Wherever the word "fence" shows up in the data, report the line it sits in.

[GIVEN INFORMATION]
════

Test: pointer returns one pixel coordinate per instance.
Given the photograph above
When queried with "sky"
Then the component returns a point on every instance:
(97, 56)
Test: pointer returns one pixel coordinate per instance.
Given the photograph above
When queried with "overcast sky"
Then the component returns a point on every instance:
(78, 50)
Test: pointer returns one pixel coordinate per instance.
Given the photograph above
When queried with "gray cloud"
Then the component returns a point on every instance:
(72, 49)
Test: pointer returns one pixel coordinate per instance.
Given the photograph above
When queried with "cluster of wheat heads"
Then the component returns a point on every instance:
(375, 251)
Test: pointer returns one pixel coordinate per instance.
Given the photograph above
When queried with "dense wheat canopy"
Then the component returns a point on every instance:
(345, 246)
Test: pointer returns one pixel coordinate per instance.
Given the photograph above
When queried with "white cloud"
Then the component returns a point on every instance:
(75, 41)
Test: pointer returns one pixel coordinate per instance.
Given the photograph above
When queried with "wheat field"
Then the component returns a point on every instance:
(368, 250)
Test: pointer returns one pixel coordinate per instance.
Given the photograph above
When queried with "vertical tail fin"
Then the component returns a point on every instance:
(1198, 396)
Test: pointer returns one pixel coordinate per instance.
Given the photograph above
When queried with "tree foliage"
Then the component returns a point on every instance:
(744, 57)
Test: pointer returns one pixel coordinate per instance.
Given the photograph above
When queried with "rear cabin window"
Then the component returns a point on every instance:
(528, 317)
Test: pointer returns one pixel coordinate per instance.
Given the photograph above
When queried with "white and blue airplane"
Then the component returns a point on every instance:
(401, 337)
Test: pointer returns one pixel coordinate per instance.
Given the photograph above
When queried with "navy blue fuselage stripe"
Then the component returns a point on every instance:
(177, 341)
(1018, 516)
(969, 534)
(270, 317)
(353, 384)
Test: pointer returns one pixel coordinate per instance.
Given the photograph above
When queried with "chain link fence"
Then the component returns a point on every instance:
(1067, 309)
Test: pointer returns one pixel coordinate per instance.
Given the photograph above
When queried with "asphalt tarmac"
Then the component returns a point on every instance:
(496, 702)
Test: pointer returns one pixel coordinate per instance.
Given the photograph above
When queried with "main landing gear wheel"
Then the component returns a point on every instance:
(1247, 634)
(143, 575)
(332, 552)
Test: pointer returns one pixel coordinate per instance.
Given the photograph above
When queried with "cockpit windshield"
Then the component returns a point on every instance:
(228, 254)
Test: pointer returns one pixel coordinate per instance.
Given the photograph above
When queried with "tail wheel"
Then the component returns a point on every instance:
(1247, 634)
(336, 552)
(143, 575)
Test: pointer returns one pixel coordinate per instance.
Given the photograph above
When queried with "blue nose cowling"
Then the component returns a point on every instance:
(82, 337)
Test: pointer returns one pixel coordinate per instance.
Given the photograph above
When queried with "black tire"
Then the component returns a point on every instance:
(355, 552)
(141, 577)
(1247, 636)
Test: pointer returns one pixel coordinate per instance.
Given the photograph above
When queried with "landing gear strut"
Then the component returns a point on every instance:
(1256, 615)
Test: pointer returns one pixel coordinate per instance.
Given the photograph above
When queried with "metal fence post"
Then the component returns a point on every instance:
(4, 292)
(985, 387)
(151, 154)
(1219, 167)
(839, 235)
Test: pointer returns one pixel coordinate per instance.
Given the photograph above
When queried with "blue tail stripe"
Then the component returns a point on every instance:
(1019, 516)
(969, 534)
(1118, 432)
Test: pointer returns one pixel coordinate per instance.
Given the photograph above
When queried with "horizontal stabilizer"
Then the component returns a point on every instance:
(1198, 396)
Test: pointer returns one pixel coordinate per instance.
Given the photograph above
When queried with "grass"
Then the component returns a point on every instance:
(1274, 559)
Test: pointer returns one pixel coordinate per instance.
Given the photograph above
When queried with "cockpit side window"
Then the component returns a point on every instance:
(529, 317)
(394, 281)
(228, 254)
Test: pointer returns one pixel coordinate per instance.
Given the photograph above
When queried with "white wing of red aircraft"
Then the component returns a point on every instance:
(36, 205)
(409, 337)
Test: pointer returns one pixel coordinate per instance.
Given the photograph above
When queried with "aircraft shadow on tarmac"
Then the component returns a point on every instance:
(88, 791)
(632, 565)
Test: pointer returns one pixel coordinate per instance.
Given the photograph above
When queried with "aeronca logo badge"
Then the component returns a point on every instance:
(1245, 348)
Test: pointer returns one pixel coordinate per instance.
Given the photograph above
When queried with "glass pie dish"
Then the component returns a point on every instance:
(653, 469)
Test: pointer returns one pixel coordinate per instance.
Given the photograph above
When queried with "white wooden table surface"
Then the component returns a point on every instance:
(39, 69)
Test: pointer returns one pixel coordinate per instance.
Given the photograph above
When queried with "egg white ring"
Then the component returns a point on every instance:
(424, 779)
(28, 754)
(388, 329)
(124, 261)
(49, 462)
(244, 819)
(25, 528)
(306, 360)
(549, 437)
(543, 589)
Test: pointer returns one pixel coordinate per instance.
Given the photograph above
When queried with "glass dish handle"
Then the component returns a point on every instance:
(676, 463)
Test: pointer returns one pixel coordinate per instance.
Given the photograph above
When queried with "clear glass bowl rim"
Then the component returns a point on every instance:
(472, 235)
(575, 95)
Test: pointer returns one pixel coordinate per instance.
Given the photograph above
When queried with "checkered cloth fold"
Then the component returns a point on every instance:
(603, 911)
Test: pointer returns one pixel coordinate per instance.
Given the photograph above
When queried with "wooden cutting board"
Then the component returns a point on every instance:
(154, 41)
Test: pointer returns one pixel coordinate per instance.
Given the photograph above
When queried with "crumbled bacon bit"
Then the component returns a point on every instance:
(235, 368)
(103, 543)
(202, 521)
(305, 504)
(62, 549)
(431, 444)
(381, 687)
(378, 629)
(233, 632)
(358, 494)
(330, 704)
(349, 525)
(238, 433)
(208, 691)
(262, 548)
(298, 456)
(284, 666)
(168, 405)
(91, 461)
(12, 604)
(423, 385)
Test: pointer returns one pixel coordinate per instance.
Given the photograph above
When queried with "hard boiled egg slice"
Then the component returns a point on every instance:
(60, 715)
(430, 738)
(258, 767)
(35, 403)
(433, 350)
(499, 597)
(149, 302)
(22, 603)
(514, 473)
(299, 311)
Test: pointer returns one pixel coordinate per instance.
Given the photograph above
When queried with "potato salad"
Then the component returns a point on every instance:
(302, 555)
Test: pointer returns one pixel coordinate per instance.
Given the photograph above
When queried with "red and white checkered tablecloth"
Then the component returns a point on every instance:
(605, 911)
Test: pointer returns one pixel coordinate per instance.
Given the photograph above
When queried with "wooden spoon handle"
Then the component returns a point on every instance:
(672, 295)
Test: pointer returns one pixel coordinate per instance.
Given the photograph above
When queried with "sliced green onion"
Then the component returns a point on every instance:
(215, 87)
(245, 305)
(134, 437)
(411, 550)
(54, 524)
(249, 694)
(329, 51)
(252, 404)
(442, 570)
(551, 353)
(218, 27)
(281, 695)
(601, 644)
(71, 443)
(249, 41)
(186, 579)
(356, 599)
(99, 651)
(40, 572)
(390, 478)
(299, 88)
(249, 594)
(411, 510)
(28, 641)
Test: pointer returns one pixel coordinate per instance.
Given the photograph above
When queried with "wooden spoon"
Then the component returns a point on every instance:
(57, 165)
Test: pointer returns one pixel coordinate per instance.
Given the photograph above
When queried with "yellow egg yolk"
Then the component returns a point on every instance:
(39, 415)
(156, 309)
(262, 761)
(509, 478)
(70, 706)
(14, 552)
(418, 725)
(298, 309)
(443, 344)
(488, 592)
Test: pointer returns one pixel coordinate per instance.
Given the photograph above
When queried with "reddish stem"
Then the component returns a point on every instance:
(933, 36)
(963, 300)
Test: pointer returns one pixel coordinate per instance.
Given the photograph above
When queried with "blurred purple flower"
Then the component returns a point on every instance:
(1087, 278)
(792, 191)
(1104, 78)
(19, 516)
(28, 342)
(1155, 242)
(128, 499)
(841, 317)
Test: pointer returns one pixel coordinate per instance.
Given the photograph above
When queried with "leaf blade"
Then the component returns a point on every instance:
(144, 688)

════

[ANSWER BOX]
When queried with "chain link fence"
When queried with "metal fence post"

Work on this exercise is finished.